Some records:
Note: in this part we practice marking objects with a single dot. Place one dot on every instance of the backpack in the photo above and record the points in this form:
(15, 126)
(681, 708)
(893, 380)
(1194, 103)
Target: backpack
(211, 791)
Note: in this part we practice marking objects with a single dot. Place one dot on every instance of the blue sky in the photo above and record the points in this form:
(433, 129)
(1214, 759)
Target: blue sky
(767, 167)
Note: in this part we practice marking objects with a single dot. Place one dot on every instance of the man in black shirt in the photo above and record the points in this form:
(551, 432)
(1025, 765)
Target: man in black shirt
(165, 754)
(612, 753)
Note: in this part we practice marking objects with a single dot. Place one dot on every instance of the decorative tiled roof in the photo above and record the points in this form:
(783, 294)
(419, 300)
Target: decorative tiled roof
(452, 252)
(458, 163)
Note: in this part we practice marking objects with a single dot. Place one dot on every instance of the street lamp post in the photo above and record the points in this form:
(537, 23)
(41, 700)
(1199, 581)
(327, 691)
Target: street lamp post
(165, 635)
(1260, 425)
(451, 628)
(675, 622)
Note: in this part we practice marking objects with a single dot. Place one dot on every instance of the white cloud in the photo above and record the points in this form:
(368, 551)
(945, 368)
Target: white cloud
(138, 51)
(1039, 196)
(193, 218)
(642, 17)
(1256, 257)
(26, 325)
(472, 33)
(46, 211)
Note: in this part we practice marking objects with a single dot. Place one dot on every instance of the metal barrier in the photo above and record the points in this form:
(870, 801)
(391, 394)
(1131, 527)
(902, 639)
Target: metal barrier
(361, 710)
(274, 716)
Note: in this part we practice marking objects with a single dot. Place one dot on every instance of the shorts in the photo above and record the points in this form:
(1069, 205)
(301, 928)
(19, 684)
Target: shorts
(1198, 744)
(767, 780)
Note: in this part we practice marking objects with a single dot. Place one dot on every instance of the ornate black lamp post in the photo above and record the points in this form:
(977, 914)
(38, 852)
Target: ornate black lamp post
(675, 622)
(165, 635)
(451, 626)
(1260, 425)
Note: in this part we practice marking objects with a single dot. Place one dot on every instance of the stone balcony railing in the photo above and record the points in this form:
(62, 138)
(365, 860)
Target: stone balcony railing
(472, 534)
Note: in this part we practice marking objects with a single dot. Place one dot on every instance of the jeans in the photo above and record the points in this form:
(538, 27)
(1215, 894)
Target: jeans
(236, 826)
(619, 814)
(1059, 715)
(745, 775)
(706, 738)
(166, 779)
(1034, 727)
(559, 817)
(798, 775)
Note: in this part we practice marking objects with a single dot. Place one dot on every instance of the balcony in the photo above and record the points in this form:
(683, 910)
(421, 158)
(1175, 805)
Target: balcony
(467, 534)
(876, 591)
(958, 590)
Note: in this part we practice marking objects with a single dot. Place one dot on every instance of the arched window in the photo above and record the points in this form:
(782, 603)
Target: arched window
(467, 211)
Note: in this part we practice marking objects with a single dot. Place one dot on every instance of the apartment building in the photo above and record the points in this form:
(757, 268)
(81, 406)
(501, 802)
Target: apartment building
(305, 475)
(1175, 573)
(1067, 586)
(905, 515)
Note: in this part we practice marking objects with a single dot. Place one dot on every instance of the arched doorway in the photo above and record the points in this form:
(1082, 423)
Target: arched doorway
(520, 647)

▶ **Goal of the exercise**:
Set down every item above, line for line, with no changes.

▶ **Solution**:
Note: in this part we practice marking objects with a single dot. Place one dot on every instance of the backpack in the photo above and record the points in this form:
(15, 126)
(681, 708)
(893, 380)
(1194, 103)
Target: backpack
(211, 791)
Note: in this part we practice marking objects with a single dot. Place one dot on every instance of the blue sky in the photo above and record the points in this form:
(433, 129)
(1214, 759)
Target: blue sky
(767, 167)
Note: in this part we practice marking objects with a single dot. Place one dot on every instance of the man in black shirt in the photo above and record the points in this form:
(551, 432)
(1025, 765)
Target: man in black shirt
(165, 754)
(612, 753)
Note: in this part we practice marking objects with a single dot. Place one dot on every instance of the decorative tiled roof in the photo above and record the points in this form:
(783, 294)
(419, 300)
Target: decorative tiled roof
(452, 252)
(458, 163)
Note: in this part we practice marking objects with a single dot. Place one dot on every instance of the street lamp post in the photo above and record the points in this form:
(537, 23)
(41, 700)
(1199, 581)
(327, 691)
Target: street lamp post
(165, 635)
(1260, 425)
(451, 628)
(675, 622)
Note: in this part we practice marking objects with a single dot. Place one dot on every instance of the white cloud in the photo above and record the points in this form:
(368, 551)
(945, 368)
Target: white cloud
(138, 51)
(1039, 196)
(193, 218)
(642, 17)
(1256, 257)
(26, 325)
(472, 33)
(46, 211)
Note: in this part we practice marking objects with a single dot. Place one dot on every instance of the metal barrier in the photo above and record the points in this form:
(870, 801)
(391, 394)
(1131, 527)
(902, 639)
Target: metal barrier
(361, 710)
(274, 716)
Note: in this part we practice marking objects with a single dot. Place one dot on every instance of the shorts in the photo above and record the points in this form:
(1069, 205)
(301, 928)
(19, 684)
Target: shorts
(1198, 744)
(767, 780)
Note: in this part we practice marking objects with a single dot. Place one dot on every instance of the ornate black lamp post in the photo above and record the points in this form:
(977, 914)
(38, 852)
Target: ornate black lamp post
(675, 622)
(165, 635)
(451, 626)
(1260, 425)
Note: in this part we practice marking objects with a single dot. Place one dot on every instance of the stone balcony railing in the photo above and record the points in this form:
(62, 138)
(365, 860)
Target: stone balcony railing
(472, 534)
Note: in this part we practice marking objects with a single dot. Place one dot on every instance of the jeans in the photo above and record the points in this form:
(538, 27)
(1215, 894)
Target: jeans
(236, 826)
(619, 814)
(1059, 715)
(745, 775)
(706, 738)
(166, 779)
(1034, 727)
(559, 817)
(798, 775)
Note: in this part we practice marking objects with a single dot. Place one dot on every instance of the balcony in the photo above and record the points in this form:
(683, 910)
(421, 158)
(1175, 805)
Target: balcony
(467, 534)
(876, 591)
(958, 590)
Note: in this part we practice marking objects with a single dot. Place one dot on every instance of the arched window in the photo above and record the points in this form:
(782, 603)
Target: arched window
(467, 211)
Note: in this part we practice marking objects with a single dot. Place one dot on every instance of the apartment building in the photo above and record the points in this form:
(757, 268)
(81, 406)
(501, 802)
Target: apartment building
(305, 475)
(1175, 573)
(1067, 586)
(905, 515)
Note: in this part we practice marking objects with a single dot. Place one dot on every instance of the arched doorway in the photo above and record the points in this form:
(1082, 423)
Target: arched doorway
(520, 647)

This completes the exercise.